*Selected text*
Vyacheslav Veniaminovich Grigoryev (Вячеслав Вениаминович Григорьев: born February 27, 1968, in Kartaly, Chelyabinsk Oblast) is a Russian politician and Senator of the Russian Federation (since September 18, 2025) representing the executive branch of Perm Krai. He is also a member of the Federation Council Committee on Rules and Organization of Parliamentary Activity.

==Biography==
Born February 27, 1968, in Kartaly, Chelyabinsk Oblast.

In 1990, he graduated from the Perm Chuikov Higher Military Command and Engineering Red Banner School of Missile Forces.

From 1990 to 2002, he served in a missile division in the Perm Oblast. He completed his service as chief of staff of a missile regiment. He is a retired lieutenant colonel. From 2002 to 2004, he served as First Deputy Head of the Administration of the Zvyozdny, Perm Krai.

From 2004 to 2010, he was President of the Perm Regional Public Charitable Non-Profit Foundation "City."

Records from a collection:
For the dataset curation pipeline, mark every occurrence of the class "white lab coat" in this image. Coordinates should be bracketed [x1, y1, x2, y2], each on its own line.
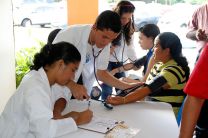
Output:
[53, 25, 110, 94]
[0, 68, 77, 138]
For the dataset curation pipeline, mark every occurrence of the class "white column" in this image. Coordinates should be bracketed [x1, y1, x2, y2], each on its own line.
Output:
[0, 0, 16, 113]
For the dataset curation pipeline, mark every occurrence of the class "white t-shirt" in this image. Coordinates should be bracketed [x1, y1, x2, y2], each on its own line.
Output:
[0, 68, 77, 138]
[53, 25, 110, 94]
[109, 34, 137, 62]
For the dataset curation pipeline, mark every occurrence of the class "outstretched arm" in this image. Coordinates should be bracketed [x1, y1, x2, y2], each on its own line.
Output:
[67, 81, 90, 100]
[97, 70, 136, 90]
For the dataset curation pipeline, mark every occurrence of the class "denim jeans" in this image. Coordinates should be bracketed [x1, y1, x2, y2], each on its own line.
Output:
[101, 62, 125, 100]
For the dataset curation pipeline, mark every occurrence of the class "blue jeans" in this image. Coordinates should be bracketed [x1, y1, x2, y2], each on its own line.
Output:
[101, 62, 125, 100]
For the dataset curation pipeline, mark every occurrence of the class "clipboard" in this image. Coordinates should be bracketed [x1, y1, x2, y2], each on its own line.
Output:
[78, 116, 123, 134]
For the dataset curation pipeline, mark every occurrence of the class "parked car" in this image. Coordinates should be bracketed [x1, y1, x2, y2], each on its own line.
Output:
[13, 4, 67, 27]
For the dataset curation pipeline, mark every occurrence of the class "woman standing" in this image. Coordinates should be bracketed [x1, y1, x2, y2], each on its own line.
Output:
[0, 42, 92, 138]
[101, 1, 137, 99]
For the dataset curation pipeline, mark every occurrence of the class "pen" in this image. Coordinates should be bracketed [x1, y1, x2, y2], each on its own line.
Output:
[88, 100, 91, 109]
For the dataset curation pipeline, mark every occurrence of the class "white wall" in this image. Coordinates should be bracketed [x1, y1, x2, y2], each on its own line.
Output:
[0, 0, 16, 113]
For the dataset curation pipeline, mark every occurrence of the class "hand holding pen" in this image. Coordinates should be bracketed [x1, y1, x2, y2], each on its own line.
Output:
[88, 100, 91, 110]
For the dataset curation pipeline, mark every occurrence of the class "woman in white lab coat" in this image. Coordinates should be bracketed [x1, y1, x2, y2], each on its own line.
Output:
[0, 42, 92, 138]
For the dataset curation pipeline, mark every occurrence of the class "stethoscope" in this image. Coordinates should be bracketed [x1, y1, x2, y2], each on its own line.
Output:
[92, 47, 113, 110]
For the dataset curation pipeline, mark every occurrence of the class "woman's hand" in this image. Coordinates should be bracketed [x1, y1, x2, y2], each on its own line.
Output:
[106, 96, 125, 105]
[75, 109, 93, 125]
[110, 68, 118, 75]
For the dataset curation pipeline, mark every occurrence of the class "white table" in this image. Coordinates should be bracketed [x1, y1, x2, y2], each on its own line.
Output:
[61, 100, 179, 138]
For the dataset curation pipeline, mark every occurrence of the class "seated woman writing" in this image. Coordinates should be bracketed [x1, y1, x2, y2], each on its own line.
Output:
[0, 42, 93, 138]
[107, 32, 190, 114]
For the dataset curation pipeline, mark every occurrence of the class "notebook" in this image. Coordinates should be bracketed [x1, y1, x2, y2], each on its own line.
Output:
[78, 116, 123, 134]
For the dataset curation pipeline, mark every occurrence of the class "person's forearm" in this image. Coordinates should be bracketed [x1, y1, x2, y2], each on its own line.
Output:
[125, 87, 151, 103]
[53, 98, 66, 119]
[186, 30, 197, 41]
[97, 70, 130, 90]
[179, 96, 204, 138]
[142, 56, 155, 82]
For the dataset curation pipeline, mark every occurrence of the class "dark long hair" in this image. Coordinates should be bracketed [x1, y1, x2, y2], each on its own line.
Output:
[30, 42, 81, 70]
[112, 0, 135, 45]
[158, 32, 190, 80]
[139, 24, 160, 40]
[95, 10, 121, 33]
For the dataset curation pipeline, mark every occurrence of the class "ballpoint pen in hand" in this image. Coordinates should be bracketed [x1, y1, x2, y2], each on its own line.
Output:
[88, 100, 91, 109]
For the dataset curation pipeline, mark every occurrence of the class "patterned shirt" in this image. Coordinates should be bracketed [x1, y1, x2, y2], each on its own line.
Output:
[146, 60, 187, 115]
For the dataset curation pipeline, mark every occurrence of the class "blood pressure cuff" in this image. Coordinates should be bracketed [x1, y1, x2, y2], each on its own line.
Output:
[116, 84, 146, 97]
[146, 76, 167, 93]
[134, 56, 147, 68]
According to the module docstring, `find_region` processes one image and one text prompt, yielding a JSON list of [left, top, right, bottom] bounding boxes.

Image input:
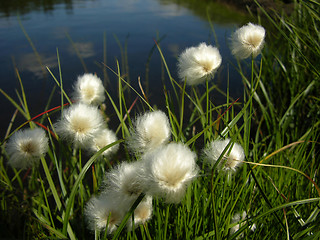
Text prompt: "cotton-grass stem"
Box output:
[[245, 54, 255, 156], [242, 161, 320, 197], [112, 193, 145, 240], [62, 139, 124, 235], [247, 162, 293, 240], [163, 204, 170, 239], [206, 76, 210, 142]]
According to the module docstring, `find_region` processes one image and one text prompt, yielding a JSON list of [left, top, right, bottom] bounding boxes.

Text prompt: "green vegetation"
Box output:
[[0, 0, 320, 240]]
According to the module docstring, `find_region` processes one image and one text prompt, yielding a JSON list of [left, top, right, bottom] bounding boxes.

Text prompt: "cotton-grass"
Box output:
[[55, 103, 104, 147], [203, 139, 245, 172], [127, 196, 152, 230], [126, 110, 171, 153], [178, 43, 222, 85], [103, 161, 145, 202], [142, 142, 198, 203], [231, 23, 266, 59], [6, 128, 48, 169], [88, 128, 119, 157], [84, 194, 125, 234], [74, 73, 105, 105]]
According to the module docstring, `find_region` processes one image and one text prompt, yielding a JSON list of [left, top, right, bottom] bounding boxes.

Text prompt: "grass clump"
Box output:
[[0, 1, 320, 240]]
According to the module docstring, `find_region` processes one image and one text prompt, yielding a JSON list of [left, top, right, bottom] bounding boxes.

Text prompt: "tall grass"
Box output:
[[0, 1, 320, 240]]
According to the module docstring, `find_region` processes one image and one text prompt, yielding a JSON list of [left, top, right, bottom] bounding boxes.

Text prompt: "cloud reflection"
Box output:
[[68, 42, 96, 58], [17, 53, 58, 78]]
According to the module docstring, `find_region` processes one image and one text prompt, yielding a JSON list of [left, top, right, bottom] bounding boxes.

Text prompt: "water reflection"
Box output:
[[0, 0, 77, 17], [158, 0, 250, 24], [0, 0, 252, 136]]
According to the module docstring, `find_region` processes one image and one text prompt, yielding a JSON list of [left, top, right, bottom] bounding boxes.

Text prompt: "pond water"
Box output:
[[0, 0, 249, 138]]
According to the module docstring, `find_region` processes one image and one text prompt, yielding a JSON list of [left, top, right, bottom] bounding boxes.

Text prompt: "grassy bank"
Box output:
[[0, 1, 320, 240]]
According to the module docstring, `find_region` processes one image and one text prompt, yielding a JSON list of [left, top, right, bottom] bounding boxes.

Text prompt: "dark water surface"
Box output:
[[0, 0, 252, 138]]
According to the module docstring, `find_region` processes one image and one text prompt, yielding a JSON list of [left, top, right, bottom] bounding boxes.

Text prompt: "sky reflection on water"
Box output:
[[0, 0, 250, 136]]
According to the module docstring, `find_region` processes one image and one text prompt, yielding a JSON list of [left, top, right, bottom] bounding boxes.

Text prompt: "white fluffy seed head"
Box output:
[[104, 161, 145, 202], [6, 128, 48, 169], [55, 103, 104, 147], [127, 196, 152, 230], [127, 110, 171, 153], [178, 43, 222, 85], [74, 73, 105, 105], [204, 139, 245, 171], [231, 23, 266, 59], [89, 129, 119, 156], [84, 194, 125, 233], [143, 142, 198, 203]]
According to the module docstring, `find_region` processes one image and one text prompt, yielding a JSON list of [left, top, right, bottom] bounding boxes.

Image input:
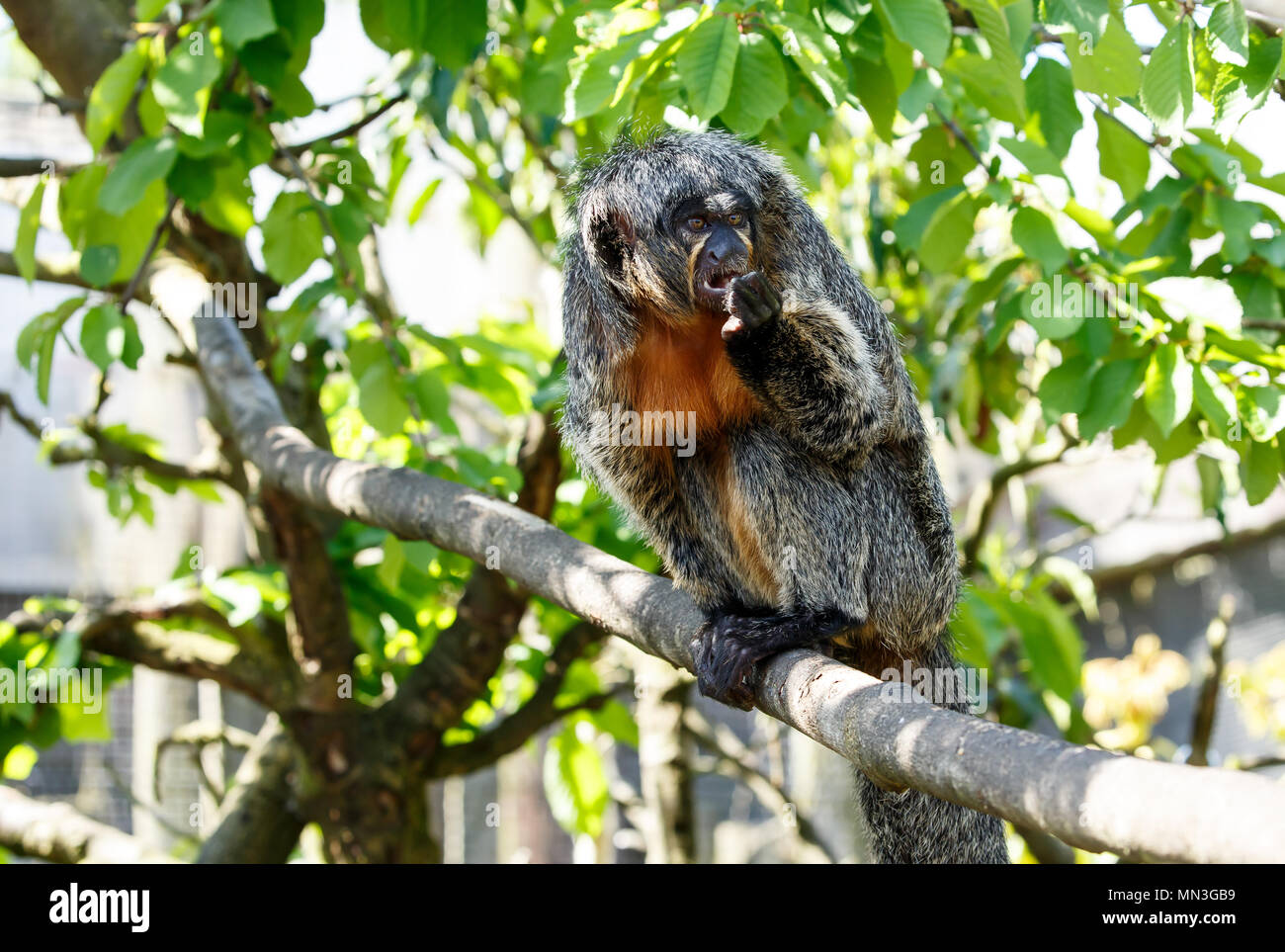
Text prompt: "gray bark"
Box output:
[[197, 303, 1285, 862]]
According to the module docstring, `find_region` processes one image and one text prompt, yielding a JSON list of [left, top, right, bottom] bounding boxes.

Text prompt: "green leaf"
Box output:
[[98, 137, 179, 215], [133, 0, 170, 23], [1025, 59, 1083, 159], [720, 34, 789, 134], [423, 0, 485, 69], [1079, 360, 1147, 439], [85, 43, 148, 151], [1241, 441, 1281, 506], [875, 0, 952, 68], [214, 0, 277, 48], [1143, 344, 1192, 437], [544, 718, 611, 836], [17, 296, 85, 404], [1044, 0, 1112, 43], [963, 0, 1027, 122], [1063, 17, 1143, 98], [1143, 18, 1195, 134], [1205, 0, 1249, 65], [1191, 364, 1239, 439], [1093, 109, 1152, 202], [1020, 275, 1096, 340], [765, 10, 848, 109], [357, 360, 410, 437], [849, 57, 897, 142], [261, 192, 325, 284], [919, 192, 977, 273], [1010, 592, 1084, 700], [406, 179, 442, 224], [999, 138, 1067, 179], [80, 244, 121, 288], [1040, 357, 1092, 416], [1012, 206, 1067, 275], [151, 34, 222, 137], [675, 17, 740, 122], [13, 177, 45, 284], [81, 302, 126, 373]]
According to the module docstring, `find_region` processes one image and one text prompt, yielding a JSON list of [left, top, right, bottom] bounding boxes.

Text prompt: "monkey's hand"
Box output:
[[693, 614, 772, 711], [693, 609, 861, 711], [723, 271, 781, 340]]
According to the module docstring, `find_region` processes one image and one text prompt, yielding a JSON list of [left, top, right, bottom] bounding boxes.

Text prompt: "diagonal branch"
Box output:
[[197, 301, 1285, 862], [0, 786, 176, 863], [429, 622, 612, 777]]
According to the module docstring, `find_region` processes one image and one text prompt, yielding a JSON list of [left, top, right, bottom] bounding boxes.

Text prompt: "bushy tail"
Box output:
[[857, 634, 1009, 863]]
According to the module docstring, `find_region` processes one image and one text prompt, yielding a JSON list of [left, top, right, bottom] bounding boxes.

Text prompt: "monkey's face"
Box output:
[[671, 192, 754, 313]]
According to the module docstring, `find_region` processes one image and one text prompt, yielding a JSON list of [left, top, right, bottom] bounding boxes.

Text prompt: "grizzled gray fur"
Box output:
[[562, 132, 1007, 862]]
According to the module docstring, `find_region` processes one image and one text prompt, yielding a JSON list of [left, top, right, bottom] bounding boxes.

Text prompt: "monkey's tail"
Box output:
[[857, 632, 1009, 863]]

*Apply what you read*
(A) Transcribe, word for word, the section of the Grigoryev biography that begins with the words containing "In 1990, he" and ends with "Zvyozdny, Perm Krai.".
(B) Answer these questions using the Grigoryev biography:
(i) In what year did he graduate from the Perm Chuikov Higher Military Command and Engineering Red Banner School of Missile Forces?
(ii) What military rank does he hold in retirement?
(iii) Of which Federation Council committee is he a member?
The material has no connection to the text.

*Solutions*
(A)
In 1990, he graduated from the Perm Chuikov Higher Military Command and Engineering Red Banner School of Missile Forces.

From 1990 to 2002, he served in a missile division in the Perm Oblast. He completed his service as chief of staff of a missile regiment. He is a retired lieutenant colonel. From 2002 to 2004, he served as First Deputy Head of the Administration of the Zvyozdny, Perm Krai.

(B)
(i) 1990
(ii) Lieutenant colonel
(iii) The Federation Council Committee on Rules and Organization of Parliamentary Activity